# [Work to be completed]
Rewrite everything from the line containing "of the chain-link" down to the line containing "x=488 y=303" as a numbered list, including both of those lines and leaving out any blank lines.
------ Supplied records ------
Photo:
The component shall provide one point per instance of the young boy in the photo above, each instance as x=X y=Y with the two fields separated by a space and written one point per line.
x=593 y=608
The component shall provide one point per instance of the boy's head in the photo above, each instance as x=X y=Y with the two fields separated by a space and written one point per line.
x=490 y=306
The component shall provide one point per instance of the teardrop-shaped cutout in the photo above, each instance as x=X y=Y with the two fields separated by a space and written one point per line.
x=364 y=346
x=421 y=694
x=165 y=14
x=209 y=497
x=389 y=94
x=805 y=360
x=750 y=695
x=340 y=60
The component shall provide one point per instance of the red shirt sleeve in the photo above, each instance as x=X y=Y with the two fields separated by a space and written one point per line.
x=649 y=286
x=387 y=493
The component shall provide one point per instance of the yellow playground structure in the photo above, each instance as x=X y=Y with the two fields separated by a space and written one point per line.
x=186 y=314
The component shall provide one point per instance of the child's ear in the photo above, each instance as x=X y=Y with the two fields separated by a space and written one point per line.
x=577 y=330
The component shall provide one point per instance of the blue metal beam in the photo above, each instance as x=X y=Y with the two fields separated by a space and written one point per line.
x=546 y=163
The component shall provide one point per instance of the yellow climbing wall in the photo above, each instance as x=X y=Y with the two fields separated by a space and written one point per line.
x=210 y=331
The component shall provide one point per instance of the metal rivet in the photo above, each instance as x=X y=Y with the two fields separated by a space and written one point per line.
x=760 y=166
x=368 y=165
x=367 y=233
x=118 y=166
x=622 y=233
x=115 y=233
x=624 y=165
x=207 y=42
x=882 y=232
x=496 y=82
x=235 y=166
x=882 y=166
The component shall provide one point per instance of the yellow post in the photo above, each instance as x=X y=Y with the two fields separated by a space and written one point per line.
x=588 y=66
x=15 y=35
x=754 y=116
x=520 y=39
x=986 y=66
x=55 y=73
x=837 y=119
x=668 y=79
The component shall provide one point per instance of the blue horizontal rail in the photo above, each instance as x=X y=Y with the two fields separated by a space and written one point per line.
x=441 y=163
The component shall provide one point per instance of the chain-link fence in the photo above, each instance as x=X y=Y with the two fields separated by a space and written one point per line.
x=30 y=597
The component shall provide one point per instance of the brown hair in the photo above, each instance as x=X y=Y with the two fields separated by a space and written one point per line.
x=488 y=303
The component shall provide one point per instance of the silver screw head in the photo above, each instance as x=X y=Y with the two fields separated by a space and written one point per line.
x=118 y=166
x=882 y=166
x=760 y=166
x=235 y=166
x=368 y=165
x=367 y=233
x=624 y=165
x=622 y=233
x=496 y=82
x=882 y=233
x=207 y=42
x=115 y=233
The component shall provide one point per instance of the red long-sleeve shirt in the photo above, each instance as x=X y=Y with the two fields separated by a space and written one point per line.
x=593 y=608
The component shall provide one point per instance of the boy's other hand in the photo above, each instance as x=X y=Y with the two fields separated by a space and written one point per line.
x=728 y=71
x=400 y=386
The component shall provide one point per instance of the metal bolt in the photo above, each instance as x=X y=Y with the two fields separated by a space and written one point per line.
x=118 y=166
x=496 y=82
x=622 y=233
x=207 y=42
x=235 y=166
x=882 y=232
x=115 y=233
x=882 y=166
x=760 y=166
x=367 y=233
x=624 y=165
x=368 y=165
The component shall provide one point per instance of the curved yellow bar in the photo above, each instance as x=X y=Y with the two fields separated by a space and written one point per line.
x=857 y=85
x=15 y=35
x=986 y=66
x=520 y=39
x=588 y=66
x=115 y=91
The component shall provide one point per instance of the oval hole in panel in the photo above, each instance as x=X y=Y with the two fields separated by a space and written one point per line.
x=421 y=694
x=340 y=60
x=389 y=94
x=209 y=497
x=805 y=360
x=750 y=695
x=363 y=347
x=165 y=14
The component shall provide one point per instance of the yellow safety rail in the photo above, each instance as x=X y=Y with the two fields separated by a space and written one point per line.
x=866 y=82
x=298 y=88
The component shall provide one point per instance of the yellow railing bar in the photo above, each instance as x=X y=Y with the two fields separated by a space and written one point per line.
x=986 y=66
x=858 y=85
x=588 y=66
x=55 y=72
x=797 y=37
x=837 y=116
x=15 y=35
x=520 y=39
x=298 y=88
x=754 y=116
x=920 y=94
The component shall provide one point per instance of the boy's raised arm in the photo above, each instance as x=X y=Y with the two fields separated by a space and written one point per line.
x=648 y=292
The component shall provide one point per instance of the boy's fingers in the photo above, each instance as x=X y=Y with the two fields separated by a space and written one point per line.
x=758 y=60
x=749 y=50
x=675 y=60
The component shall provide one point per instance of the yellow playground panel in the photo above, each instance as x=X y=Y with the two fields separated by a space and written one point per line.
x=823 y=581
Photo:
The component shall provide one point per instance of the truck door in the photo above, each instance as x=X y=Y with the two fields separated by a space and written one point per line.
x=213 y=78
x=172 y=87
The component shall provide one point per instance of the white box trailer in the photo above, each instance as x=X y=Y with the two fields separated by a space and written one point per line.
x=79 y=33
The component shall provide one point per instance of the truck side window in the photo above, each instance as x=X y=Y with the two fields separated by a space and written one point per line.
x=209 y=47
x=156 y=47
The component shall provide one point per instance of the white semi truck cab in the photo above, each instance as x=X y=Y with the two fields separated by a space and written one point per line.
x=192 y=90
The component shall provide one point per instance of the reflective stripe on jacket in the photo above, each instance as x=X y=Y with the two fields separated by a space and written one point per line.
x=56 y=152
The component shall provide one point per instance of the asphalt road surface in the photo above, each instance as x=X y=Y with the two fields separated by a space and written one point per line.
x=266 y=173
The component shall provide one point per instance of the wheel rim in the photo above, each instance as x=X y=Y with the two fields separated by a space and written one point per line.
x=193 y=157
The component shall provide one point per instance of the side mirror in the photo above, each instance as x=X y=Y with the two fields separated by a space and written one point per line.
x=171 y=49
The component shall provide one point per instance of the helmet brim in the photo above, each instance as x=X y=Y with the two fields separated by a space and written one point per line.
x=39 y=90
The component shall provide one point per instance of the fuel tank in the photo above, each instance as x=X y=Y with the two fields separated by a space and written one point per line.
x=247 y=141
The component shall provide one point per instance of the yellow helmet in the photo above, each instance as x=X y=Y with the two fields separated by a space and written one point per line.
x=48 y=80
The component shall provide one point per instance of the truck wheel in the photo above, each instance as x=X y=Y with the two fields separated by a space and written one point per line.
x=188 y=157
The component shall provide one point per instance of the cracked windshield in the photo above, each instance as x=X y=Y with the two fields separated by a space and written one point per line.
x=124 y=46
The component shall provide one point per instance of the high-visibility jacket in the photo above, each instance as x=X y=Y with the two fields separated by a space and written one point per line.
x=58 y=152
------
# [Response to the task]
1. The component shall provide one point per instance of the chain-link fence in the photo above, each instance as x=X y=Y with the two fields separated by a space and written one point per line.
2. x=30 y=597
3. The component shall provide one point per instance of the brown hair in the photo above, each instance as x=X y=Y with the two fields separated by a space and written one point per line.
4. x=488 y=303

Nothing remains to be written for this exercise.